Data shown
##########
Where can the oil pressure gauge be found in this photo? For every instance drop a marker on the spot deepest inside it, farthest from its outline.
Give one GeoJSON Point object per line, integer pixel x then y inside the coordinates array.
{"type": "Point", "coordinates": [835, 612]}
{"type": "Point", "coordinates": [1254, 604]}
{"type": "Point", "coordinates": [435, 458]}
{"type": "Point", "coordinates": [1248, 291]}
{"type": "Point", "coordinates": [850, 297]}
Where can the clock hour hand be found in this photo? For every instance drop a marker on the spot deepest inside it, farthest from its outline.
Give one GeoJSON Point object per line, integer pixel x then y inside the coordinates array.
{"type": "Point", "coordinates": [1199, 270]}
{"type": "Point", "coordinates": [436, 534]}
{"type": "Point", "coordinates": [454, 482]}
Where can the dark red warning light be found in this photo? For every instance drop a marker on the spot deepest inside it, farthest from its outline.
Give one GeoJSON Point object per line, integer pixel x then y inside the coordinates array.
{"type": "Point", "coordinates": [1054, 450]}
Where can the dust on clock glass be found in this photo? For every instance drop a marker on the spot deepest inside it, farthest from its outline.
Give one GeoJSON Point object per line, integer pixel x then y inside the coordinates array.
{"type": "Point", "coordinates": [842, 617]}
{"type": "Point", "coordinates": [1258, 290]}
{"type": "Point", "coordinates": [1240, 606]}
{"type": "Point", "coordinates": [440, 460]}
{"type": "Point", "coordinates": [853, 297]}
##########
Assignment
Take the listing from its first line to the line containing "Where can the dark". Reproduce those lines exactly and nothing else.

Response area
Where can the oil pressure gauge be found in this photo? For every instance drop a marker on the spot deepest inside it, farthest from its outline.
Give one GeoJSON Point object per line, integer pixel x then y inside the coordinates array.
{"type": "Point", "coordinates": [835, 612]}
{"type": "Point", "coordinates": [1254, 604]}
{"type": "Point", "coordinates": [435, 458]}
{"type": "Point", "coordinates": [1248, 291]}
{"type": "Point", "coordinates": [850, 297]}
Where can the clock hour hand be found in this photo? For every instance drop a marker on the spot deepest inside it, farthest from its outline.
Give one GeoJSON Point object per line, integer pixel x then y inside the coordinates array.
{"type": "Point", "coordinates": [1199, 270]}
{"type": "Point", "coordinates": [436, 534]}
{"type": "Point", "coordinates": [454, 482]}
Where can the dark red warning light be found in this photo? For every instance drop a marker on the spot deepest inside it, farthest from its outline.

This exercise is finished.